Location identification items
########

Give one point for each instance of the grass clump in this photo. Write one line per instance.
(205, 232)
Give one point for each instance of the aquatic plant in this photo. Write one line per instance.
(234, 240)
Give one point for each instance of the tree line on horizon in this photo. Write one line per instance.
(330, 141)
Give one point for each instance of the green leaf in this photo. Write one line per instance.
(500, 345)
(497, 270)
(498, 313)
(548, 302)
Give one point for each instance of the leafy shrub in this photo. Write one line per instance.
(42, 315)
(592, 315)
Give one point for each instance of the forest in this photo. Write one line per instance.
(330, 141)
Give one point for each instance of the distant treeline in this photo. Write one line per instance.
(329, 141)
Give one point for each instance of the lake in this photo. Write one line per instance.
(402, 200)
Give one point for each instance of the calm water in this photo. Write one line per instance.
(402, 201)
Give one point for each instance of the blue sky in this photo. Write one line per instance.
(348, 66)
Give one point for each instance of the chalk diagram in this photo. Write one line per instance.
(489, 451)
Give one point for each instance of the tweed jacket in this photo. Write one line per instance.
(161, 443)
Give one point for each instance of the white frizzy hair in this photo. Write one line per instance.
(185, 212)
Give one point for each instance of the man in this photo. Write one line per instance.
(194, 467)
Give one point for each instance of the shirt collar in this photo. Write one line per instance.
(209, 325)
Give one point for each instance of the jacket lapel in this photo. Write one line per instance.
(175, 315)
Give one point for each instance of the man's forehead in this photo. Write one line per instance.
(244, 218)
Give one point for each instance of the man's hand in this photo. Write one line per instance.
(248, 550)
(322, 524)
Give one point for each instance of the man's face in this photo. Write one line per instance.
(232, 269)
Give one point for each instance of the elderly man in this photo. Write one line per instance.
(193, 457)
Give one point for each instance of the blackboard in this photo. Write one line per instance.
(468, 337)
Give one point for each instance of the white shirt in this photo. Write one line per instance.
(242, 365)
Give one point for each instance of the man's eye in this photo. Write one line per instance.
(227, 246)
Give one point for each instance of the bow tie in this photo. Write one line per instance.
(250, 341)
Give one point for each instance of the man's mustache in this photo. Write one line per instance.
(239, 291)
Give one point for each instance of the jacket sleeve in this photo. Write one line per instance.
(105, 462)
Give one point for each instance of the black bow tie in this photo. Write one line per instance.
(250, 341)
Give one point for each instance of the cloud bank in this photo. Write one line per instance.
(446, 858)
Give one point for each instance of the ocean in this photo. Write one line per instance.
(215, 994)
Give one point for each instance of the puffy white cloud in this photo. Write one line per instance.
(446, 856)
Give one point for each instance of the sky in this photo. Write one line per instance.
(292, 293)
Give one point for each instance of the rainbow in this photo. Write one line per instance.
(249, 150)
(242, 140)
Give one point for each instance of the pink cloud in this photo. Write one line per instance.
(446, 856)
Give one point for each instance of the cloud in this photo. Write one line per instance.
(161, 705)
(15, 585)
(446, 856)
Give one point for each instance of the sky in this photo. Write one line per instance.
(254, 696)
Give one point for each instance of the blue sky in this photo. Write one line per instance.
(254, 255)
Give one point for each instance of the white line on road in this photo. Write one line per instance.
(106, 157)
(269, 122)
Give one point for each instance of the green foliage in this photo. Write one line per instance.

########

- **Instructions to follow**:
Swap "instance" for "occurrence" throughout the items above, and reproduce every line with no other change.

- **Response to the task**:
Give one point for each occurrence of the grass clump in this photo. Write one line per occurrence.
(205, 232)
Give one point for each occurrence of the aquatic plant in this photo. Write one line per occurrence.
(234, 240)
Give one point for each occurrence of the tree line on horizon in this photo. Write one line per occurrence.
(330, 141)
Give one point for each occurrence of the green leaf in this photo. Write one line per occurrence.
(500, 345)
(497, 270)
(498, 313)
(548, 302)
Give one point for each occurrence of the leafy shrub in this photo. Write one line per occurrence.
(42, 315)
(592, 315)
Give one point for each occurrence of the forest in this photo. Write one line per occurrence.
(330, 141)
Give one point for each occurrence of the distant treeline in this photo. Write one line per occurrence.
(329, 141)
Give one point for each occurrence of the lake in this photo. Write one line per occurrence.
(402, 200)
Give one point for each occurrence of the calm water in this photo. Write one line per occurrence.
(402, 201)
Give one point for each occurrence of the blue sky in this photo. Write one line per occurrence.
(348, 66)
Give one point for each occurrence of the chalk diagram in this photo. Write one line per occurrence.
(489, 451)
Give one point for each occurrence of the tweed jacket in this photo. Write one line per occurrence.
(161, 443)
Give one point for each occurrence of the white frizzy hair in this photo. Write one line per occurrence.
(185, 212)
Give one point for each occurrence of the man in this photo. Write one line per occurrence.
(194, 467)
Give one point for each occurrence of the shirt collar in this photo. Write one line per occurrence.
(209, 325)
Give one point for each occurrence of the jacket lapel in this photo. Write one line per occurrence.
(175, 315)
Give one point for each occurrence of the man's forehead in this photo. Write one line per occurrence.
(244, 218)
Give one point for each occurrence of the man's hand in this photo. Write one line per occurrence.
(248, 550)
(322, 524)
Give one point for each occurrence of the man's face in this photo. Write one line per occurrence.
(232, 269)
Give one point for each occurrence of the elderly man in this photo. Write one line per occurrence.
(193, 457)
Give one point for each occurrence of the blackboard in this photo. Write one line per occurrence.
(468, 337)
Give one point for each occurrence of the white shirt in this photo. Write one line per occurrence.
(242, 365)
Give one point for each occurrence of the man's eye in this photo. Write one line per occurrence.
(227, 246)
Give one point for each occurrence of the bow tie in this photo. Write one line per occurrence.
(250, 341)
Give one point for each occurrence of the man's mustache in this photo. Write one line per occurrence.
(239, 291)
Give one point for each occurrence of the jacket sleeve in this photo. Write one line per occurrence.
(105, 462)
Give one point for each occurrence of the black bow tie in this photo. Write one line per occurrence.
(250, 341)
Give one point for each occurrence of the cloud bank in this photo. Write one line per occurrence.
(446, 858)
Give one point for each occurrence of the ocean in this photo. Write one line per occurrence.
(215, 994)
Give one point for each occurrence of the puffy white cloud in this photo. Write one line per occurrence.
(446, 856)
Give one point for each occurrence of the sky in this photo. Write one line per occurrence.
(292, 293)
Give one point for each occurrence of the rainbow in this photo. Write one line per occurrence.
(249, 150)
(242, 140)
Give one point for each occurrence of the pink cloud in this photo. Write one line per occurrence.
(446, 856)
Give one point for each occurrence of the cloud in this photo. Write one line per occurrence.
(161, 705)
(15, 585)
(446, 856)
Give one point for each occurrence of the sky in this photo. Write one line per occurrence.
(254, 696)
Give one point for each occurrence of the blue sky in this photo. Write one line per occurrence.
(254, 255)
Give one point for each occurrence of the white line on road in this photo. Write one line per occurrence.
(106, 157)
(269, 122)
Give one point for each occurrence of the green foliage in this photo. Write one line per occurrence.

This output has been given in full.